EXERCISE DATA:
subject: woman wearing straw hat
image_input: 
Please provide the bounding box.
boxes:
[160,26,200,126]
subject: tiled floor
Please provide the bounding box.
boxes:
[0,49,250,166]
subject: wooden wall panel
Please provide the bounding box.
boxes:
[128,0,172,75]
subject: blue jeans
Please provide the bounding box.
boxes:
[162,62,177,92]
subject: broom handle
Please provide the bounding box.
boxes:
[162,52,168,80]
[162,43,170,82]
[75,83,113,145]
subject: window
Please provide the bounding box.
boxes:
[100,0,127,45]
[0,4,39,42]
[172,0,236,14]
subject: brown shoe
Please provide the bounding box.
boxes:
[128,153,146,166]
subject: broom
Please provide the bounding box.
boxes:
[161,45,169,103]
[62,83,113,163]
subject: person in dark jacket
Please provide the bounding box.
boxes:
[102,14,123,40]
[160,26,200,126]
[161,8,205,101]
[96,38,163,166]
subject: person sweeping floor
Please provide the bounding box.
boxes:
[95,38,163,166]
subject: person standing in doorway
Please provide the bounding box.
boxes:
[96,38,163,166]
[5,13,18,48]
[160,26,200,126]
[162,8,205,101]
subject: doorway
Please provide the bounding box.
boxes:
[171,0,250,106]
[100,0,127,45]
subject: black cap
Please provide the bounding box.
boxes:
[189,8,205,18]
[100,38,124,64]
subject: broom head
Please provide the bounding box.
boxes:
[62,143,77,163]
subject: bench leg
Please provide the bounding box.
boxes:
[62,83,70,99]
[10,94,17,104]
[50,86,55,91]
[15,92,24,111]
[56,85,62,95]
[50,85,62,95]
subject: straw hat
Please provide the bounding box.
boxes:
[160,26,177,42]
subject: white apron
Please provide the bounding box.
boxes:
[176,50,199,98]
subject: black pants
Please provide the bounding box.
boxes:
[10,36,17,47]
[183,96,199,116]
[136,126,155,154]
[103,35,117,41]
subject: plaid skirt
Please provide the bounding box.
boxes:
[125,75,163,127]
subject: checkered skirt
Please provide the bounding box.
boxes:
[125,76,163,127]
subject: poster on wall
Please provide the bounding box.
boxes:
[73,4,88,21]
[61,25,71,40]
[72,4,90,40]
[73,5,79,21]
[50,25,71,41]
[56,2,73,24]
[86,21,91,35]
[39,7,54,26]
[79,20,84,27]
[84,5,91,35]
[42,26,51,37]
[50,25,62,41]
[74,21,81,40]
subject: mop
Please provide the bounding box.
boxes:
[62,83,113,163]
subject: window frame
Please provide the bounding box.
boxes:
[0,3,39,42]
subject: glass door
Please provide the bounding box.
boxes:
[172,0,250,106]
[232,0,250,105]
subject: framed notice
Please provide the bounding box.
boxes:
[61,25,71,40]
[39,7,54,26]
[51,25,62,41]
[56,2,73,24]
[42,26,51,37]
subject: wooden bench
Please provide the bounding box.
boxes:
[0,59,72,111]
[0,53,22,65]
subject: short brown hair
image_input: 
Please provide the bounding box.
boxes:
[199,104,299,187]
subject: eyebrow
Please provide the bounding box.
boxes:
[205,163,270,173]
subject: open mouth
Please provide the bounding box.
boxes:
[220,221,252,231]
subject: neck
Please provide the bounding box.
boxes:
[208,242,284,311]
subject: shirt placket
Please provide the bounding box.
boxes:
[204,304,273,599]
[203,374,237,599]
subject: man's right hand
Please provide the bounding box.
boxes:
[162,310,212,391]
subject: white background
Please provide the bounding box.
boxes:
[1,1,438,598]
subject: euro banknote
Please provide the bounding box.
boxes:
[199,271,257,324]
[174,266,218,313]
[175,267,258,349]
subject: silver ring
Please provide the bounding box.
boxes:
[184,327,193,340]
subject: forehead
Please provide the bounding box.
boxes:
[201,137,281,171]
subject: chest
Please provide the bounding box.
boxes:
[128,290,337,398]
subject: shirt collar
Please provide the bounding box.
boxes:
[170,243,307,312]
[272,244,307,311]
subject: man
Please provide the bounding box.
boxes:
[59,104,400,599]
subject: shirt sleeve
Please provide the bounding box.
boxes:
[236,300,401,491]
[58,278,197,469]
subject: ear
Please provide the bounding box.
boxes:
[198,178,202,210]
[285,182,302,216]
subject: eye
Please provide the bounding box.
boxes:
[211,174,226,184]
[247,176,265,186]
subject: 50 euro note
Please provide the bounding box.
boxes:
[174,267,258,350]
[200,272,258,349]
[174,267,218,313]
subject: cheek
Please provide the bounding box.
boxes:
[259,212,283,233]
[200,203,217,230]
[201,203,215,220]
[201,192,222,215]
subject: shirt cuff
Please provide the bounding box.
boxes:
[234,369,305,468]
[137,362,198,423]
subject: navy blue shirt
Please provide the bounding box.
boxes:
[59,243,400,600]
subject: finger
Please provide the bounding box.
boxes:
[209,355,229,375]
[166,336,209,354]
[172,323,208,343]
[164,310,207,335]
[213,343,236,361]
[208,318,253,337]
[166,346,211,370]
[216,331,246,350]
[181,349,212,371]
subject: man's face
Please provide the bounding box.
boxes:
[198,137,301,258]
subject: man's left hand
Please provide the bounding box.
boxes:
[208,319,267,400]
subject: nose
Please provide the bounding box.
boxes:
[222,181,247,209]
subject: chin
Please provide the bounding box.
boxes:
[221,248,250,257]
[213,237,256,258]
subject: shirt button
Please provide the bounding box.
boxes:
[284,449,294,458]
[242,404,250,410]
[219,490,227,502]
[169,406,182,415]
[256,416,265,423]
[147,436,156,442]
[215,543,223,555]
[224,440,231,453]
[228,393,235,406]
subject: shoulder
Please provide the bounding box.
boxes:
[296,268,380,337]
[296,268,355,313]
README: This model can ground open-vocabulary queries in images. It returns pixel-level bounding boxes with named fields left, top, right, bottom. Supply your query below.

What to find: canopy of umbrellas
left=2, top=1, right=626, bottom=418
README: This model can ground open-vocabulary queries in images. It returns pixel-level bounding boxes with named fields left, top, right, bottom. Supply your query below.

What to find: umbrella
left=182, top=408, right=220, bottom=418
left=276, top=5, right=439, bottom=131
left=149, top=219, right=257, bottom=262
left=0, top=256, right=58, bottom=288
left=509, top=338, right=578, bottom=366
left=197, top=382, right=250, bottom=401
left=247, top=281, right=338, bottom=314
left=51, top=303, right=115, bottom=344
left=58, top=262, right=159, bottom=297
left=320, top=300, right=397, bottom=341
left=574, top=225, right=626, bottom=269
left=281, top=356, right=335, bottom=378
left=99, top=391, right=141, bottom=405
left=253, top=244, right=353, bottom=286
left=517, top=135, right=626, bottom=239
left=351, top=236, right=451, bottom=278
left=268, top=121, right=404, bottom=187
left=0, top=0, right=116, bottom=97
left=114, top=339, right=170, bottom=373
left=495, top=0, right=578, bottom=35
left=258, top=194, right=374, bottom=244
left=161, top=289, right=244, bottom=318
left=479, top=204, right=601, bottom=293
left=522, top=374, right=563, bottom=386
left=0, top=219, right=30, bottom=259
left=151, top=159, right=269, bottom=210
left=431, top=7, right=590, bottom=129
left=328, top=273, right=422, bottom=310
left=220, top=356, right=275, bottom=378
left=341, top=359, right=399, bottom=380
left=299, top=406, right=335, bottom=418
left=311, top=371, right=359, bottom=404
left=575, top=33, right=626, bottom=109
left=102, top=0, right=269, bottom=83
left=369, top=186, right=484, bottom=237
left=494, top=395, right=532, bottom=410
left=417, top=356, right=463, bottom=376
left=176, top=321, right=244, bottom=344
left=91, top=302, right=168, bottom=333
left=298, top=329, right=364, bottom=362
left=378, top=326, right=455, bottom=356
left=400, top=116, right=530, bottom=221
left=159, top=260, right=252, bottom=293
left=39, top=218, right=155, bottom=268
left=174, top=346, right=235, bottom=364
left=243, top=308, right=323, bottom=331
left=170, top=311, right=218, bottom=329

PROBLEM REQUIREMENTS:
What is needed is the number of lines in the data that hold the word "euro", with nothing added.

THE COMPLETED TASK:
2